THE DATA section start
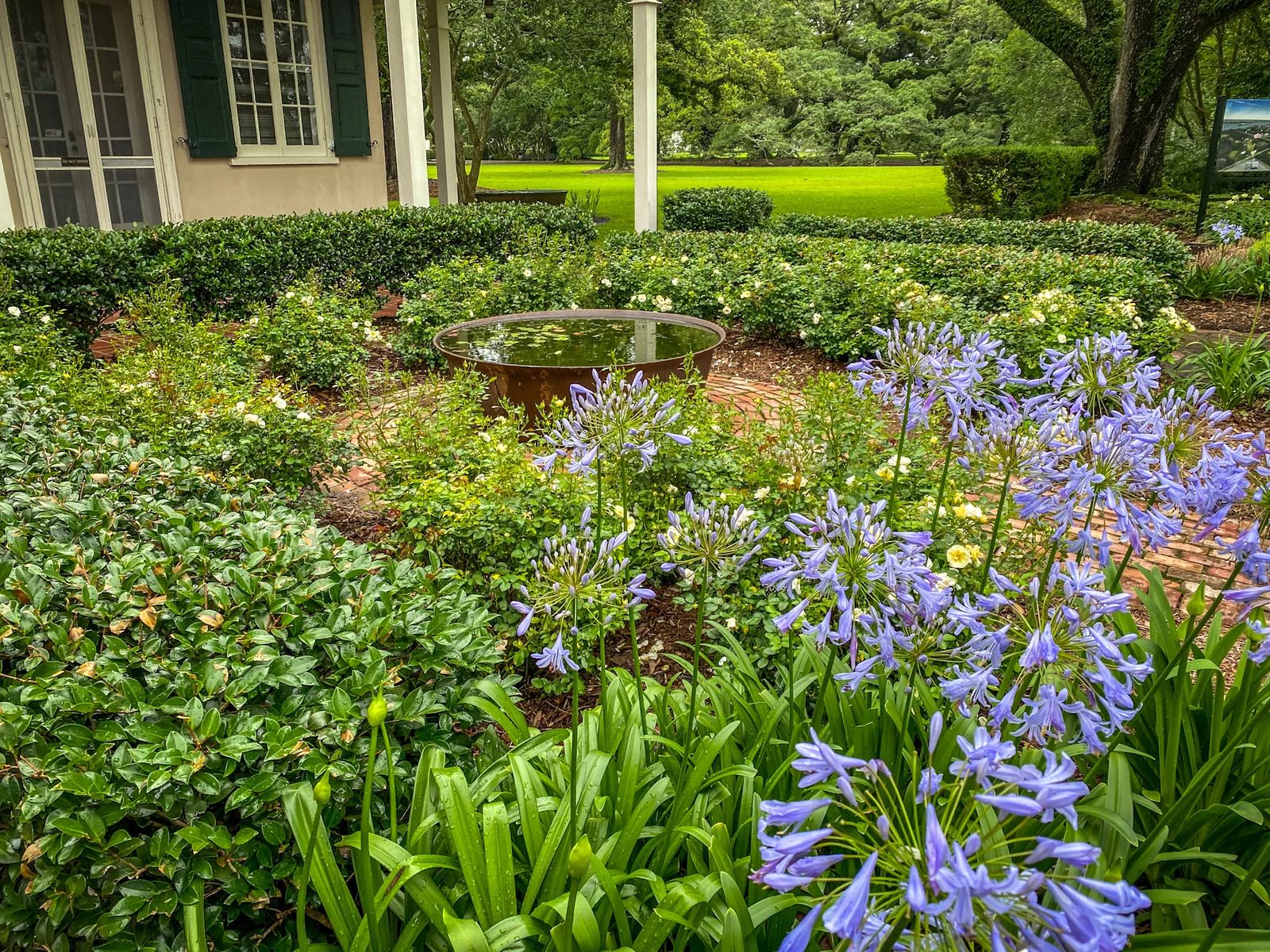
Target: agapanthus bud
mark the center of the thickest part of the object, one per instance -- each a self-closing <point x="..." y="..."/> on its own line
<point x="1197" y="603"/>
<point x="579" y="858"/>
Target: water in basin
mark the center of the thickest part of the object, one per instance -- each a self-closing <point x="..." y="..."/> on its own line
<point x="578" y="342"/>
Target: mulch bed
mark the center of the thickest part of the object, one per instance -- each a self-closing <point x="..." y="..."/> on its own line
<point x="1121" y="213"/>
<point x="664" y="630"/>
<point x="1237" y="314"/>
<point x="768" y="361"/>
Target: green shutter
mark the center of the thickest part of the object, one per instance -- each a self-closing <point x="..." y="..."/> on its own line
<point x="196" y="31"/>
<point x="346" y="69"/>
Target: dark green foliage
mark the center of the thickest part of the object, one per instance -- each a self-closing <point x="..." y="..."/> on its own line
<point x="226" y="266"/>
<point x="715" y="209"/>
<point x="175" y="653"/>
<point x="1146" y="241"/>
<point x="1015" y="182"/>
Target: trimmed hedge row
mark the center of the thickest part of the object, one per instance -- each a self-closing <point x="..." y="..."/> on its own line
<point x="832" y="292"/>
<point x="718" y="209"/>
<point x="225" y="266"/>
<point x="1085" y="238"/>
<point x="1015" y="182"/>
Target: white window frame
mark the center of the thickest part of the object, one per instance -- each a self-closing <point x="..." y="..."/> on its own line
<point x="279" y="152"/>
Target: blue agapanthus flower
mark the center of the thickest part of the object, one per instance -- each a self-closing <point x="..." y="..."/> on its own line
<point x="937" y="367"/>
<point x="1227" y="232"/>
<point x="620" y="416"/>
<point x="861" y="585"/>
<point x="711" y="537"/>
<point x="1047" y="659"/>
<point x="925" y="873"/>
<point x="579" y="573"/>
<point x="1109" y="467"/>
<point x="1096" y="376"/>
THE DATA section end
THE DATA section start
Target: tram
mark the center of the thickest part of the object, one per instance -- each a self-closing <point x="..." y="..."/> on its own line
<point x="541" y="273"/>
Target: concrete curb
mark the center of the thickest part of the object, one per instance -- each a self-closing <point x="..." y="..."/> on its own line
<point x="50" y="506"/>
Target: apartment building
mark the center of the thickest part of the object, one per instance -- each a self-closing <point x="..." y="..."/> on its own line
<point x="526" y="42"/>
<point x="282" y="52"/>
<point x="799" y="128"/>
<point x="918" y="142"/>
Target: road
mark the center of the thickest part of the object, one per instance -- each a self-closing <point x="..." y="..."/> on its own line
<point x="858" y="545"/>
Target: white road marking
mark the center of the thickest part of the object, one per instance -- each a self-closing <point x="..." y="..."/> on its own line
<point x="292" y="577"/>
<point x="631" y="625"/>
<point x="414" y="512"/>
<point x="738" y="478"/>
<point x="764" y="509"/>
THE DATA section end
THE DATA section start
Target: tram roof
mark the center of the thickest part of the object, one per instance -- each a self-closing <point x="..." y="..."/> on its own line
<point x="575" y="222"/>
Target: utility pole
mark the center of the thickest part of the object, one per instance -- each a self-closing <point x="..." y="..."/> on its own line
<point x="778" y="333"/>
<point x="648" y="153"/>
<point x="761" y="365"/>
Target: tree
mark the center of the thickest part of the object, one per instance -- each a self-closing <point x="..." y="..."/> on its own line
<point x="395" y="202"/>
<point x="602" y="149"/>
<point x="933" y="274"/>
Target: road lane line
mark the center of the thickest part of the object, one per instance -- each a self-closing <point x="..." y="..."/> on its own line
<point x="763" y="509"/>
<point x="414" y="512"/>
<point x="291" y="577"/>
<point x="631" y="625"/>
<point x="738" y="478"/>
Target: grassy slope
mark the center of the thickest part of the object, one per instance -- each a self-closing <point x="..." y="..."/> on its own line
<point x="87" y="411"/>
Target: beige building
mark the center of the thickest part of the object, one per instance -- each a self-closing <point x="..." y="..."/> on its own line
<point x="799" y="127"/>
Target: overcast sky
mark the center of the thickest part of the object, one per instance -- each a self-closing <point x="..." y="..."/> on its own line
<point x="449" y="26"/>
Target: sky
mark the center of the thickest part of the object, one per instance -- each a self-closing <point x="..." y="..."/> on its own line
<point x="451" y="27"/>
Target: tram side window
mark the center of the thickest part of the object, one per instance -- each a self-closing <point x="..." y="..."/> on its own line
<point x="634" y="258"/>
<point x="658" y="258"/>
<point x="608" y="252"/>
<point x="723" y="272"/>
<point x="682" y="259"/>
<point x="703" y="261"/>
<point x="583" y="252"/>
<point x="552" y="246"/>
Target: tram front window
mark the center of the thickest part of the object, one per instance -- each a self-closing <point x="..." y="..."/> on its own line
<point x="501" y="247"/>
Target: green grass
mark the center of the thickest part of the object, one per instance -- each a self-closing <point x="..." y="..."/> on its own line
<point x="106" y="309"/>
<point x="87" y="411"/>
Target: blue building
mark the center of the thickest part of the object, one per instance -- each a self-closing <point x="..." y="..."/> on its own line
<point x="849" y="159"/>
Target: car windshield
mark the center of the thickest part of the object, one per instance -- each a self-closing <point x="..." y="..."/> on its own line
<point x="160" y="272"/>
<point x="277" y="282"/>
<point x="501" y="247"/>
THE DATA section end
§ WORK TO BE COMPLETED
From the entries above, give again exactly the lines running from the line with "Target: agapanthus bud" to the line with "Target: blue agapanthus flower"; include both of those lines.

§ SOLUTION FOR THIS EXERCISE
Target: agapanthus bud
mark the center of the thickest part of the object, one per instance -- each a self-closing <point x="..." y="..."/> on its own line
<point x="1197" y="603"/>
<point x="579" y="858"/>
Target: water in basin
mark the center of the thickest part of the object, one per instance -- each a self-closing <point x="..." y="..."/> on its own line
<point x="578" y="342"/>
Target: mulch bed
mark the center of the thickest part of the object, one per instance -- each a self-closing <point x="..." y="..."/> on its own line
<point x="1121" y="213"/>
<point x="664" y="630"/>
<point x="1237" y="314"/>
<point x="768" y="361"/>
Target: green shutter
mark the center of the thickest part of the object, one per instance -- each a self-closing <point x="..." y="..."/> on its own line
<point x="196" y="31"/>
<point x="346" y="69"/>
Target: dark green foliage
mark the center of the thickest part of the object, one per instance -- each a self-closing <point x="..." y="..."/> on its own line
<point x="226" y="266"/>
<point x="715" y="209"/>
<point x="175" y="653"/>
<point x="1146" y="241"/>
<point x="1015" y="182"/>
Target: trimmed hedge row
mark the center of the thickest part of the object, one per instance -- each a self-closing <point x="..." y="..."/> on its own line
<point x="832" y="292"/>
<point x="718" y="209"/>
<point x="225" y="266"/>
<point x="1085" y="238"/>
<point x="1015" y="182"/>
Target: white window frame
mark the center of the thickest part of the object, one per instance -- each a self-closing <point x="..." y="..."/> on its own line
<point x="279" y="152"/>
Target: blue agapanthus flower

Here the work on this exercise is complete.